• Activity:
Return the budgie breeding forum thread below in full, word for word.

***** Document section *****

# Breeding



## Little Birds (Mar 30, 2021)

Hello Faerybee! I‘d like to be clarified about what breeding is. I often confuse it with other things. I’m still trying to learn about budgies and their “ways”. Thank you!


----------



## FaeryBee (May 9, 2011)

*Breeding is allowing two budgies to mate with the intention of them producing offspring.

Before breeding any species, it is important to learn as much about the animals, their personalities, and the best practices to follow for responsible and ethical breeding prior to making the commitment to take on the responsibility.

You indicated you “confuse breeding with other things”. Would you please explain with what specifically you are confusing it?*


----------



## Little Birds (Mar 30, 2021)

Thank you for the clarification! I was confusing it with aging. 

I have another question.
I have female and male budgies that I believe are about 5 months old. May you please clarify with me what age they are? I will try to send clear pictures of both of them.


----------



## FaeryBee (May 9, 2011)

*Yes, post the pictures in this thread. Clear closeups taken in natural light will be best.*


----------



## Little Birds (Mar 30, 2021)




----------



## FaeryBee (May 9, 2011)

*Have either of your budgies gone through their first molt yet? 
How long ago did you get them?
Did they come from a pet store or from a breeder?*


----------



## Little Birds (Mar 30, 2021)

They came from a pet store. They have gone trough their molt. I got them January 23 this year.


----------



## FaeryBee (May 9, 2011)

*Since you got them from a pet store, it is likely they were about 10-12 weeks old when you brought them home. 
At this point they would be about 9 months old.

***** Data to examine *****

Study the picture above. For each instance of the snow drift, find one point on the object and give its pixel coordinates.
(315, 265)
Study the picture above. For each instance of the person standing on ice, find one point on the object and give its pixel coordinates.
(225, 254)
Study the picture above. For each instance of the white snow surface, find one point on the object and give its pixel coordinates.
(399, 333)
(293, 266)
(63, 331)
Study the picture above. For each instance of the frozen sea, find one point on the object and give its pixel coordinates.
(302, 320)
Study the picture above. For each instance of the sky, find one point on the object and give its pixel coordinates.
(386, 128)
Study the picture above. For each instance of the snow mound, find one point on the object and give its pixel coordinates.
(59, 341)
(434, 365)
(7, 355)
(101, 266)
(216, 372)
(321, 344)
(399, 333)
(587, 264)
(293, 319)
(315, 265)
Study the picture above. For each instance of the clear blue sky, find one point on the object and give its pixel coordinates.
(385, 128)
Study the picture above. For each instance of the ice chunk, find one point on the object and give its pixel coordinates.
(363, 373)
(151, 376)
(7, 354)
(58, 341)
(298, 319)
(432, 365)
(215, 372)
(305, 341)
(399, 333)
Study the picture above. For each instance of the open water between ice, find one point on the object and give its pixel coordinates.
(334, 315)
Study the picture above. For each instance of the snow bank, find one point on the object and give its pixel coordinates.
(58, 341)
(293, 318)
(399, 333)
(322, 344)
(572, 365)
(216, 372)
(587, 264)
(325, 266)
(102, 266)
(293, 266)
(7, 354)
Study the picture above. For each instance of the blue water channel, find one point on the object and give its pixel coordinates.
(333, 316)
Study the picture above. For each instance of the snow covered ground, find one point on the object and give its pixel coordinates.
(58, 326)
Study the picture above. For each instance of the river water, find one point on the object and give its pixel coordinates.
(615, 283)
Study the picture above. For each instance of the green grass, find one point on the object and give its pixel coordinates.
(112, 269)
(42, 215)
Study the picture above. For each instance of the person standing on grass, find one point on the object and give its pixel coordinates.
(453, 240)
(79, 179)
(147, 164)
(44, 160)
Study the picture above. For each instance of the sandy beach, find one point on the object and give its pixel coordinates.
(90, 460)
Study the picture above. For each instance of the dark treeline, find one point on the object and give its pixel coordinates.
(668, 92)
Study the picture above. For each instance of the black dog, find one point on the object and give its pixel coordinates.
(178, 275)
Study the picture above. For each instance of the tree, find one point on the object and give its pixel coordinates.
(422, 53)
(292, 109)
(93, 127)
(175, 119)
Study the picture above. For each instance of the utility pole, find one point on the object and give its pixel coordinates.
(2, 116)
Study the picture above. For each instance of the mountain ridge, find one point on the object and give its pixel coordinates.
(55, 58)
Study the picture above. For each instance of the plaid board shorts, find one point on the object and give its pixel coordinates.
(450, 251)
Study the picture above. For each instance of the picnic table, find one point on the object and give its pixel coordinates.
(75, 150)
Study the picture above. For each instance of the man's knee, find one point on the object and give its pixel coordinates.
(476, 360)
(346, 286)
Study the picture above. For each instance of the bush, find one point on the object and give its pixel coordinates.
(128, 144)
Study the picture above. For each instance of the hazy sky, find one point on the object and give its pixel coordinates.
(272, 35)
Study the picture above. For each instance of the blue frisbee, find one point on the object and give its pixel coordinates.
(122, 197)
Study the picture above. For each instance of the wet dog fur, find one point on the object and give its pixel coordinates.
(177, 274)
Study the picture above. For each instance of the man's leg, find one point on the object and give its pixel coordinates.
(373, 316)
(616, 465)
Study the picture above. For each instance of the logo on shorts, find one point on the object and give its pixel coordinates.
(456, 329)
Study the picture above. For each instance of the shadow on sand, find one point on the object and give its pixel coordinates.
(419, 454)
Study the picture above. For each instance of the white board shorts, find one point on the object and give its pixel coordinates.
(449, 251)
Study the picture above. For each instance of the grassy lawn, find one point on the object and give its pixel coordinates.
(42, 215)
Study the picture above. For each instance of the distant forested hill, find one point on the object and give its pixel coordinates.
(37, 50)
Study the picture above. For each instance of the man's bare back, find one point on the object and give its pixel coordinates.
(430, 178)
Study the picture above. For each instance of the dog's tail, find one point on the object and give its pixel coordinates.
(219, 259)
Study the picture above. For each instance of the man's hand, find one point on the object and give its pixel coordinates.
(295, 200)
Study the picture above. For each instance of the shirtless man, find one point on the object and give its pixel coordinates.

*****

• Exercise output:
# Breeding



## Little Birds (Mar 30, 2021)

Hello Faerybee! I‘d like to be clarified about what breeding is. I often confuse it with other things. I’m still trying to learn about budgies and their “ways”. Thank you!


----------



## FaeryBee (May 9, 2011)

*Breeding is allowing two budgies to mate with the intention of them producing offspring.

Before breeding any species, it is important to learn as much about the animals, their personalities, and the best practices to follow for responsible and ethical breeding prior to making the commitment to take on the responsibility.

You indicated you “confuse breeding with other things”. Would you please explain with what specifically you are confusing it?*


----------



## Little Birds (Mar 30, 2021)

Thank you for the clarification! I was confusing it with aging. 

I have another question.
I have female and male budgies that I believe are about 5 months old. May you please clarify with me what age they are? I will try to send clear pictures of both of them.


----------



## FaeryBee (May 9, 2011)

*Yes, post the pictures in this thread. Clear closeups taken in natural light will be best.*


----------



## Little Birds (Mar 30, 2021)




----------



## FaeryBee (May 9, 2011)

*Have either of your budgies gone through their first molt yet? 
How long ago did you get them?
Did they come from a pet store or from a breeder?*


----------



## Little Birds (Mar 30, 2021)

They came from a pet store. They have gone trough their molt. I got them January 23 this year.


----------



## FaeryBee (May 9, 2011)

*Since you got them from a pet store, it is likely they were about 10-12 weeks old when you brought them home. 
At this point they would be about 9 months old.